◆ **Work to be completed**: Edit the part that opens with the line containing "Please identify the blonde" and closes with the line containing "Please identify the bright" by replacing every "woman's" with "model's" and leaving all else unchanged. Return only those lines.

═════ Source records

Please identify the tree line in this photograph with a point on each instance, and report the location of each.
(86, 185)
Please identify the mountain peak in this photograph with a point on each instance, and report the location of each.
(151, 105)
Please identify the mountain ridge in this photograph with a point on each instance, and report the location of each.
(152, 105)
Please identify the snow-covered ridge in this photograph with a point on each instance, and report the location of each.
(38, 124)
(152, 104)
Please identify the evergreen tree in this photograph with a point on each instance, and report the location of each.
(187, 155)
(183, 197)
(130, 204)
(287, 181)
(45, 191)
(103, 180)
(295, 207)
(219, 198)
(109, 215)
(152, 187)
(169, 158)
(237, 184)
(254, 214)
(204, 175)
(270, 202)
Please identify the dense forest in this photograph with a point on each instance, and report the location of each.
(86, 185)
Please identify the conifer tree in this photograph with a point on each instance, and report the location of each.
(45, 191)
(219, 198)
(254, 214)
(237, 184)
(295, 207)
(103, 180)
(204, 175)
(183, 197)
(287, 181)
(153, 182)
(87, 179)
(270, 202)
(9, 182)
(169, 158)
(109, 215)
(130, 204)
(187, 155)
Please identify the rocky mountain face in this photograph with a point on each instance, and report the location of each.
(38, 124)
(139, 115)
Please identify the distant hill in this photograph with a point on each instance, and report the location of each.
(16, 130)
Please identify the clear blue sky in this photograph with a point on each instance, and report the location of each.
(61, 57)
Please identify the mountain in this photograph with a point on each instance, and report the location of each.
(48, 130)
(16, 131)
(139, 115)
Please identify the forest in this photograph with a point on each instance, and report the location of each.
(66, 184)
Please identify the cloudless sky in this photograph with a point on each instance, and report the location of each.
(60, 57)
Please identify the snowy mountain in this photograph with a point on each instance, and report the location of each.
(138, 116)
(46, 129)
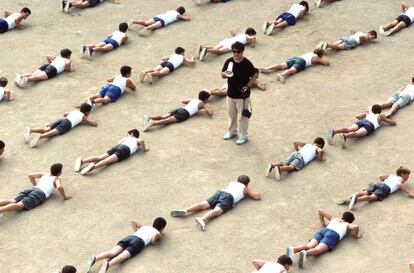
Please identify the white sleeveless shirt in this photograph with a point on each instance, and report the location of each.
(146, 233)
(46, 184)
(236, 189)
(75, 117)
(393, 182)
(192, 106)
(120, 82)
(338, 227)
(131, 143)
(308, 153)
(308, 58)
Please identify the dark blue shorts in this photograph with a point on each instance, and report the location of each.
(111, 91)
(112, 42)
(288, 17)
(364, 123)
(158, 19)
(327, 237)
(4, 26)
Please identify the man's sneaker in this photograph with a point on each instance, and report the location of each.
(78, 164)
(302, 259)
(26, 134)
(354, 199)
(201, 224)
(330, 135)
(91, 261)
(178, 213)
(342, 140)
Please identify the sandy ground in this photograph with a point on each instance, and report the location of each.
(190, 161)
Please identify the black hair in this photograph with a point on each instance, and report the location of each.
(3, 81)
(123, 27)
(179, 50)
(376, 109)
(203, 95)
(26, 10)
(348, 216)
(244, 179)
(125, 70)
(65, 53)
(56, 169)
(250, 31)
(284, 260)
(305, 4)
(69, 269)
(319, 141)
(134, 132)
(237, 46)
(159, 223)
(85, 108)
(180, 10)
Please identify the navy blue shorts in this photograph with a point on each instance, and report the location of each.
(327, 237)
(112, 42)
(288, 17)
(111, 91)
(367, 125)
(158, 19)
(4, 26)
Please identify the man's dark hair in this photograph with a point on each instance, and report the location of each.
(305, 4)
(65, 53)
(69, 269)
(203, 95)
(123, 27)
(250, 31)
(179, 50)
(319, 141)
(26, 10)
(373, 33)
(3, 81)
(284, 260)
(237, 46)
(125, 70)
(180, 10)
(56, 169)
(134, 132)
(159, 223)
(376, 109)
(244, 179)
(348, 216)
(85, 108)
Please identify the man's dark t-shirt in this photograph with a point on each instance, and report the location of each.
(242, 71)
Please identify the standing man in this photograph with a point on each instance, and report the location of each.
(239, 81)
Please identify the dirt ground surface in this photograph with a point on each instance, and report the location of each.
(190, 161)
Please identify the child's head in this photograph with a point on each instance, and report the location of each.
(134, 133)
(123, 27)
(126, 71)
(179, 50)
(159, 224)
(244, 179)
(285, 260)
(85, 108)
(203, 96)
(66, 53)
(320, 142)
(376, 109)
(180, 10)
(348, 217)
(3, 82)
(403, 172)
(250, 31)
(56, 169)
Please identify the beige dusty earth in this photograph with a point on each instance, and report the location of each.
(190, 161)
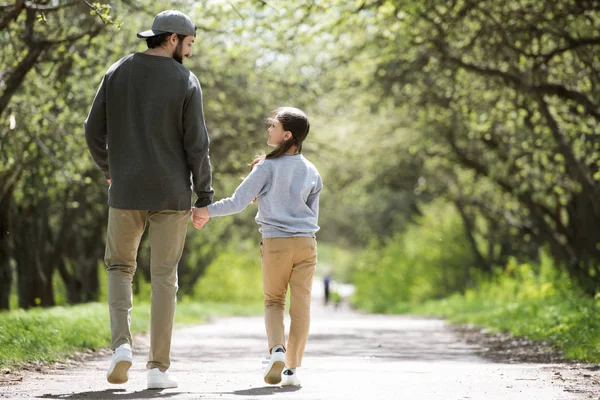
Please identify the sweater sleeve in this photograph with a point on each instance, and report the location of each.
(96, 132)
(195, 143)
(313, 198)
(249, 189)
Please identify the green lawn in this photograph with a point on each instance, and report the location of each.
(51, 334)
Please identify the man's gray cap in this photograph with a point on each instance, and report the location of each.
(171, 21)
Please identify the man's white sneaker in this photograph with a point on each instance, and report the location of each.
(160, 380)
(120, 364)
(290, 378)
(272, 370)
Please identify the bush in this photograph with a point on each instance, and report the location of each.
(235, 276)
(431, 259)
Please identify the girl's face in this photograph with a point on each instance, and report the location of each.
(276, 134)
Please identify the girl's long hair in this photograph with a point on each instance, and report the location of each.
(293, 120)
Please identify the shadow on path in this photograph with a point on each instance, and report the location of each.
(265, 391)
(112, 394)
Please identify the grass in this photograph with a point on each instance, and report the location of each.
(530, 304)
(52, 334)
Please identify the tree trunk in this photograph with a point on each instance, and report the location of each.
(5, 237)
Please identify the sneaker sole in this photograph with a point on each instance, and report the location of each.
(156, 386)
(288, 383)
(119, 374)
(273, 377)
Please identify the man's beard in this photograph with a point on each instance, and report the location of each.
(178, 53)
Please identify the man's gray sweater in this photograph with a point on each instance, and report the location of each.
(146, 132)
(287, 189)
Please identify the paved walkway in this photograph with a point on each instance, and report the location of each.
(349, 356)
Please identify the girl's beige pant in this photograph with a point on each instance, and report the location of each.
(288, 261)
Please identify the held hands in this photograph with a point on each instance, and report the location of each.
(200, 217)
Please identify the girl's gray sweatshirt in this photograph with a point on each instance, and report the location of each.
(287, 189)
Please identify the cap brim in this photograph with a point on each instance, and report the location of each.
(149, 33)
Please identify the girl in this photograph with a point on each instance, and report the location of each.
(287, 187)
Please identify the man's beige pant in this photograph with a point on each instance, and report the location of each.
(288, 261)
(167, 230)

══════════
═════ Source records

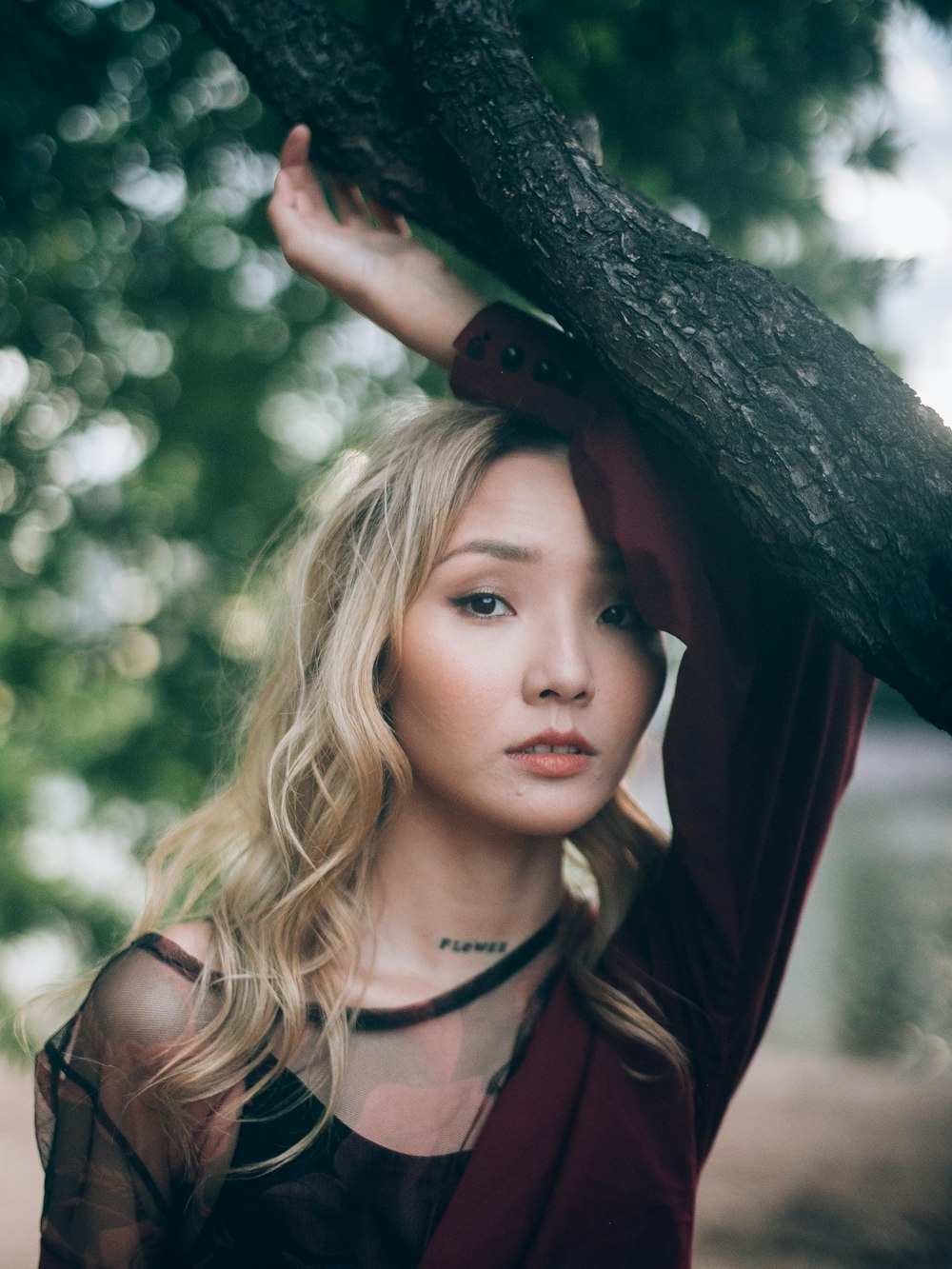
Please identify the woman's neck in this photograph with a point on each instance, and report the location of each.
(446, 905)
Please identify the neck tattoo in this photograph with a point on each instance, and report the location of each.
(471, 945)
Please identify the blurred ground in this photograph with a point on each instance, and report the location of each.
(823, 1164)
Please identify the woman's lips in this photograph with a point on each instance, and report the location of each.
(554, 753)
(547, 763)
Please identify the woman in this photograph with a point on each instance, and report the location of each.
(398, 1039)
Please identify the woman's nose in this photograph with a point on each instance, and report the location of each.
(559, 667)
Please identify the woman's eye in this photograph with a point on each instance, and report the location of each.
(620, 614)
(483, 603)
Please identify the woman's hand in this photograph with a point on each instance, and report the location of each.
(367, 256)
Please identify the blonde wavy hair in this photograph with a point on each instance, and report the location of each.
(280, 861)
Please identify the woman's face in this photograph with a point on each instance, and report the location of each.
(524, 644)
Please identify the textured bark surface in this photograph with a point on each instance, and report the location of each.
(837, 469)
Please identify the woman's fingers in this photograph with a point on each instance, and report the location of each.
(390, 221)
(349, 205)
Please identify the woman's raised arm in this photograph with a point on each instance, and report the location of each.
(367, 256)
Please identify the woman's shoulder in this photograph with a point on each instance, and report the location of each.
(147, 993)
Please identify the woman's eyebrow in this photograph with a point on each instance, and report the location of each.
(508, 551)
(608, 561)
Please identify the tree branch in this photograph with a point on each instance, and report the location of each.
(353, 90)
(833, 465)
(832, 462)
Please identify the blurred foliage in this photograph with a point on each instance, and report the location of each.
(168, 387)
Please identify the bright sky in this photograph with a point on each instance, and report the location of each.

══════════

◆ **Result**:
Please identify the blonde wavy hair in this photograph with a point on each instance, and report the location of each.
(280, 861)
Please identify the model's face in this photograph with a point on each instance, and report the location of each.
(524, 644)
Please identify the textured bark surface in this photograph with a point on each instance, and report the location of each.
(837, 469)
Please identify the model's fingers in this photograph with a point on each instance, and report the location of each.
(390, 221)
(349, 205)
Please identify the model's raised arm in this photograph with a point on each instance, and report the location of each.
(367, 256)
Please identify the model's shoulder in this photograph with a point on each instance, and report the location of each.
(147, 993)
Please identify the model's eyebrow in this photograph with a point on each instance, and report the location of each.
(508, 551)
(608, 561)
Please identify the tree branch in this photograph with a point on each instance, and report the location of each.
(353, 90)
(833, 465)
(832, 462)
Please identify the blurred foliage in this photograph with a point on each instance, and report the location of each.
(168, 387)
Please identify the bright sky in this photograph with a point on each instance, and report the location of each.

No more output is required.